Referring expression grounding data
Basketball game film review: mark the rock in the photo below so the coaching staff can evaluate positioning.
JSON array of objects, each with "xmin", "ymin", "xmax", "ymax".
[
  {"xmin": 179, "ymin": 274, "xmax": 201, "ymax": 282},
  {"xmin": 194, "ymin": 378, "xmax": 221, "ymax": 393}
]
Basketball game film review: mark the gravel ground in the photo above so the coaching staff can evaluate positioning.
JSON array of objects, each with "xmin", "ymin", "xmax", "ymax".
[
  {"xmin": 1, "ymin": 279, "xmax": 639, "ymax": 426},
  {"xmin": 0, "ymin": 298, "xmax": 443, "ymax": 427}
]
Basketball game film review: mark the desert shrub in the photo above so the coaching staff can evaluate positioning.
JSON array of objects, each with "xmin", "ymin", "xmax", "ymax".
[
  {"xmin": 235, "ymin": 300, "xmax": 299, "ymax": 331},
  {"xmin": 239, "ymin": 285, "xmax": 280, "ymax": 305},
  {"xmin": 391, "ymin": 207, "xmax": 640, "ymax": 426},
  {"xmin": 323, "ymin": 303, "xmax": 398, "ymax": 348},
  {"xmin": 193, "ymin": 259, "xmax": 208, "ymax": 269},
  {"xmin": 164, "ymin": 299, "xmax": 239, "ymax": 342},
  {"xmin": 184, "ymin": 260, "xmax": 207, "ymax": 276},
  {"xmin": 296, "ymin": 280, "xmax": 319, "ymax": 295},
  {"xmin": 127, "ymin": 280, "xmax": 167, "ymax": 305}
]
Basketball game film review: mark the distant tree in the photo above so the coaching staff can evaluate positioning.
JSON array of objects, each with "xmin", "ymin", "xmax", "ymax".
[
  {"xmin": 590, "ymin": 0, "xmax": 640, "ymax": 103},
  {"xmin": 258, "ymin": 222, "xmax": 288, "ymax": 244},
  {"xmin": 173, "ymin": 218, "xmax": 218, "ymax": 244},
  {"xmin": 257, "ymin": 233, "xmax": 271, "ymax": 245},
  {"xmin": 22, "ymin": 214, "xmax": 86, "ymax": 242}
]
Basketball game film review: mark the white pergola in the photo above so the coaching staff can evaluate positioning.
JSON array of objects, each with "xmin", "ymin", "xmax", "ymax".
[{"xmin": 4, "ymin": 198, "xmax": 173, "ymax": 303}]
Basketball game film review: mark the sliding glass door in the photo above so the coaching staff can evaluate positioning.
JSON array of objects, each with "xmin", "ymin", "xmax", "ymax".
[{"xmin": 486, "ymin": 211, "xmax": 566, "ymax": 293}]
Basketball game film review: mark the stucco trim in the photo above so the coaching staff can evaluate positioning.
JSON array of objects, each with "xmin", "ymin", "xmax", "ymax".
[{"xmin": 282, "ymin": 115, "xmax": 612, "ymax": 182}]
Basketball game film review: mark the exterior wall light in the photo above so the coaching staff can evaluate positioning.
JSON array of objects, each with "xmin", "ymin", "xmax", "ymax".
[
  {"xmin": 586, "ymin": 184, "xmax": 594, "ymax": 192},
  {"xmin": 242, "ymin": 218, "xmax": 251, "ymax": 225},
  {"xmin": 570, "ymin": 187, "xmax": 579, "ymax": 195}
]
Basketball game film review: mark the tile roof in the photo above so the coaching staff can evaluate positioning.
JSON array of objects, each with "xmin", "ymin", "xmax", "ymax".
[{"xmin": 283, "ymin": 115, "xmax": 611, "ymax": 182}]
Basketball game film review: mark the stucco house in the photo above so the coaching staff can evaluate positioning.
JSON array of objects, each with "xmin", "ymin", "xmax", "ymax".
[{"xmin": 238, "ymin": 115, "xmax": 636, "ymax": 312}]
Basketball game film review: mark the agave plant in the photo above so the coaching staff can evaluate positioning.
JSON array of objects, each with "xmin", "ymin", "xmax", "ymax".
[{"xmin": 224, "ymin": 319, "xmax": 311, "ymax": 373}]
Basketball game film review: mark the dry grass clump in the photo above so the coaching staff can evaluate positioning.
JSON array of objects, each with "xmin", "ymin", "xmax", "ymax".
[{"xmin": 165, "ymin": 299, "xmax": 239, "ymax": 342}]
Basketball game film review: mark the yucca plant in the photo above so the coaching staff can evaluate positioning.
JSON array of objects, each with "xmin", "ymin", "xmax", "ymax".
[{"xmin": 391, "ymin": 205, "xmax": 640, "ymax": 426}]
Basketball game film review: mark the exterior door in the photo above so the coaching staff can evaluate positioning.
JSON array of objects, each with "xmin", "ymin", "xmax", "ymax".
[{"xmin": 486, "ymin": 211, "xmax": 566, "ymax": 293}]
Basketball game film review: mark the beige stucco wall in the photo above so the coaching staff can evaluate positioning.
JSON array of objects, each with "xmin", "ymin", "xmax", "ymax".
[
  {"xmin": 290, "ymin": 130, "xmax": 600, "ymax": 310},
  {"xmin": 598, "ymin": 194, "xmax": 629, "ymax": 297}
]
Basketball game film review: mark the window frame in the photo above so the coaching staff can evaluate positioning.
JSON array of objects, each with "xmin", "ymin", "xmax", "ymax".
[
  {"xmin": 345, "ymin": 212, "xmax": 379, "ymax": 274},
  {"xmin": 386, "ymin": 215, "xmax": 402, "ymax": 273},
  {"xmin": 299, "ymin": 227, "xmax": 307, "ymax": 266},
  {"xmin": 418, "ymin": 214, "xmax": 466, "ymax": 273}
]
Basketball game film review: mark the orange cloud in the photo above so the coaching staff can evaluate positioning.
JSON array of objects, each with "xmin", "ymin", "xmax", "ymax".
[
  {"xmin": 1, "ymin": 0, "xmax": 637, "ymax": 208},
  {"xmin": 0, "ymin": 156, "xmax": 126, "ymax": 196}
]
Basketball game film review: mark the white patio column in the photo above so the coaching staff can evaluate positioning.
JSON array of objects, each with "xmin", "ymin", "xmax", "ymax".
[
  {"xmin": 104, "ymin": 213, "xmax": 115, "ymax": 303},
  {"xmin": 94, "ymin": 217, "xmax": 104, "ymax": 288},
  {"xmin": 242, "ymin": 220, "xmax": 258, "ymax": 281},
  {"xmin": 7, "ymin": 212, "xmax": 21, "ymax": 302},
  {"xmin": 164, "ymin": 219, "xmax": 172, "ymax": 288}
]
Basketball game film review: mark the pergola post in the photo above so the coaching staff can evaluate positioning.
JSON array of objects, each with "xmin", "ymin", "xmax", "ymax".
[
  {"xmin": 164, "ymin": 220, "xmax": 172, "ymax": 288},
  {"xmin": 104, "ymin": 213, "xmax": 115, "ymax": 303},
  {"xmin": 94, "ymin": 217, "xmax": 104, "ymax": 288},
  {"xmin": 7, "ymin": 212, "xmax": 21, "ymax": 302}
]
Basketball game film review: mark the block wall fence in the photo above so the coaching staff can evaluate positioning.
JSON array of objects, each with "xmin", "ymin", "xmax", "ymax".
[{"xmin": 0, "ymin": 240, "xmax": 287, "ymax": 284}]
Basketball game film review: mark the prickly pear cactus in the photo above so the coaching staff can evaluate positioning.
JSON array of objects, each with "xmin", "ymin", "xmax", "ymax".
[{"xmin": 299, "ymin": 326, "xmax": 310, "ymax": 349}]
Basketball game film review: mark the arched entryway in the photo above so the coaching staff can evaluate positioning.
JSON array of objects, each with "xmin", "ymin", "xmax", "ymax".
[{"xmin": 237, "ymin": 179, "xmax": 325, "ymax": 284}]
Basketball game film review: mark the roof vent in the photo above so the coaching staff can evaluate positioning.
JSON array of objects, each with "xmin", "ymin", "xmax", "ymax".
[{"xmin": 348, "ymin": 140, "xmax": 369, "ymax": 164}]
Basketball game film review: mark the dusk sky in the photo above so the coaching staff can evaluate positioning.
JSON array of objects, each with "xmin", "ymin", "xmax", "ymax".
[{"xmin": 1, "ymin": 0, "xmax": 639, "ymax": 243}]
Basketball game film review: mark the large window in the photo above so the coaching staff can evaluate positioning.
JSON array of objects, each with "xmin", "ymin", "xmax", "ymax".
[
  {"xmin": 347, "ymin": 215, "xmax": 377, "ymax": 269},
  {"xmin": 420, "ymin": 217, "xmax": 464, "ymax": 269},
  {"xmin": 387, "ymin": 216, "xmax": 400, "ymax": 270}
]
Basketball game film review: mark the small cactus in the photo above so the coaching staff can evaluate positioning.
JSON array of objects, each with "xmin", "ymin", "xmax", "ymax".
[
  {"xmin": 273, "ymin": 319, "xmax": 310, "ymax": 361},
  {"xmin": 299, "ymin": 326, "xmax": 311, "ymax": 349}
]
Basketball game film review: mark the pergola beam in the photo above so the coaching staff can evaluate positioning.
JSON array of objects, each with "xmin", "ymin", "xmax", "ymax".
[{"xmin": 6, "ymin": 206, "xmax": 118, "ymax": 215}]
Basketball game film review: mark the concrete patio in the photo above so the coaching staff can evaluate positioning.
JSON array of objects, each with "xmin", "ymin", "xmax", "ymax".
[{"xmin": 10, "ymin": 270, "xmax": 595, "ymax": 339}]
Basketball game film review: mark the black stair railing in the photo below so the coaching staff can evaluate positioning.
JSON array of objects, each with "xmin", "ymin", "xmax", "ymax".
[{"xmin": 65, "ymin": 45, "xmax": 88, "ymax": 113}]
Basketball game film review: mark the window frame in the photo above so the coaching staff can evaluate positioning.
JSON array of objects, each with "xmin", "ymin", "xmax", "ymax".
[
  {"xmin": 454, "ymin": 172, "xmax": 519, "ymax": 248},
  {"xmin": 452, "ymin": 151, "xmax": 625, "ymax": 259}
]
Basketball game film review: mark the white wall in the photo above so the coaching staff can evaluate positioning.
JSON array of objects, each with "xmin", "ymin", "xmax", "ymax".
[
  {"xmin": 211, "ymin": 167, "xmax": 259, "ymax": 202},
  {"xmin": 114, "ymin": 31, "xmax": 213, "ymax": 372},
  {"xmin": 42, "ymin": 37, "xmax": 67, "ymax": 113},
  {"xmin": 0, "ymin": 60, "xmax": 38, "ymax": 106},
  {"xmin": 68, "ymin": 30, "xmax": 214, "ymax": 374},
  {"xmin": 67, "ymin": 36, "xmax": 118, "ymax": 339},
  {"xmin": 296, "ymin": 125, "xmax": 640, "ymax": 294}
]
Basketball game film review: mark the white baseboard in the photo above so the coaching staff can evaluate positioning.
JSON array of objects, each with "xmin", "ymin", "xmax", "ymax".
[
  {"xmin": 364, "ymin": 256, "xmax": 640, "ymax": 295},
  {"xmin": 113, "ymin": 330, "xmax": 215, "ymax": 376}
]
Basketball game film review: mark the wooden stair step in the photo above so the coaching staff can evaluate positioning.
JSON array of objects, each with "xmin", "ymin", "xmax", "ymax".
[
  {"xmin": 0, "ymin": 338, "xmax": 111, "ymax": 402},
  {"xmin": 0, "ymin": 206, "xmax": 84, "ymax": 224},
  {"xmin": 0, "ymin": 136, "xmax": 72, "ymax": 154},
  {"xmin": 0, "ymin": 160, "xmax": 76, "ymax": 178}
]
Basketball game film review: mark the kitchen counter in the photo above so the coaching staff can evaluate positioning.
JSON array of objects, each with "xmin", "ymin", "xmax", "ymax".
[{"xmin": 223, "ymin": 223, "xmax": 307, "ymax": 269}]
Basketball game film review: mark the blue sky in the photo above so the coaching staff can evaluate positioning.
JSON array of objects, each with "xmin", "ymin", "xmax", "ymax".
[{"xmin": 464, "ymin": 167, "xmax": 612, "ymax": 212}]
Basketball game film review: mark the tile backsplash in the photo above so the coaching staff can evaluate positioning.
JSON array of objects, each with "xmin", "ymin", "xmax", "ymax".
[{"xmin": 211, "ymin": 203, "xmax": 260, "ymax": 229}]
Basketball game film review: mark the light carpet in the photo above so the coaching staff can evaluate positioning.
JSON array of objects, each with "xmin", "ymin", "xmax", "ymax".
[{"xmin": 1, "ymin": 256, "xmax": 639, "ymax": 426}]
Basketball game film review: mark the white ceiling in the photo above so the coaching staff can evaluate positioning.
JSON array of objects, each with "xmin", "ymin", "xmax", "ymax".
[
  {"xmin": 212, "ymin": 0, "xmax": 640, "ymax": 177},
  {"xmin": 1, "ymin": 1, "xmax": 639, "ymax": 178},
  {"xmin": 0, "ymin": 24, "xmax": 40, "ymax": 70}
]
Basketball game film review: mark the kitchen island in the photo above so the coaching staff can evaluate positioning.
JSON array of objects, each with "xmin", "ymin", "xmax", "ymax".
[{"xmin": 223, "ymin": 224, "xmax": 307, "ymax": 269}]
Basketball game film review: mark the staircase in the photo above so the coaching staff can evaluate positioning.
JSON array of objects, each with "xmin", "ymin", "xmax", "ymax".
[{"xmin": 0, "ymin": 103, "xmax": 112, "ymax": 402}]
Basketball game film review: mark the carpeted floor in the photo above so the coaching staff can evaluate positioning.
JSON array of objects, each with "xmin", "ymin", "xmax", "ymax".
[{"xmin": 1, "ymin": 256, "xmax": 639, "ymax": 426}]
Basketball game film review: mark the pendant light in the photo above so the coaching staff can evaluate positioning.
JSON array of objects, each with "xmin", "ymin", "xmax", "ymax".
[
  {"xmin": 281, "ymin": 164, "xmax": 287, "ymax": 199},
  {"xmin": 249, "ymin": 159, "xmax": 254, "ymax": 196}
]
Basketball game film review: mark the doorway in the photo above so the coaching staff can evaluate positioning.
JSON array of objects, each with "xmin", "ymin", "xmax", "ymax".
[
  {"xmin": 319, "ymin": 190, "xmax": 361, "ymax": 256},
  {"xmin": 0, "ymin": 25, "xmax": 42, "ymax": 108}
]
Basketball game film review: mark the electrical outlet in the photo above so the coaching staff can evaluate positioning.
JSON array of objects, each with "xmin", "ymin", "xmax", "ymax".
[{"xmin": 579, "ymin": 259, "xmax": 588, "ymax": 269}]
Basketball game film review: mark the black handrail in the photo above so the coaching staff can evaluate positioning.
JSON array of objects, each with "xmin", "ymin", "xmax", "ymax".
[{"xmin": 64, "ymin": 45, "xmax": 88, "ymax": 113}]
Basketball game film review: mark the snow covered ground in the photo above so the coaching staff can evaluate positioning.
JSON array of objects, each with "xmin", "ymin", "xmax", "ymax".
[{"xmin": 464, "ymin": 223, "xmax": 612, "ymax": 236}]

* What the exercise asks *
Beginning at the line with "Basketball game film review: mark the white baseboard" and ending at the line with "Basketball game film review: mark the wooden", reproduce each line of the data above exactly, and add no other lines.

* Task answer *
Basketball game film review: mark the white baseboard in the photo above so the coaching staff can evaluate positioning.
JSON array of objects, each with "xmin", "ymin", "xmax", "ymax".
[
  {"xmin": 364, "ymin": 256, "xmax": 640, "ymax": 295},
  {"xmin": 113, "ymin": 330, "xmax": 215, "ymax": 376}
]
Basketball game film review: mark the wooden stair step in the photo above so the coaching staff can evaluate positioning.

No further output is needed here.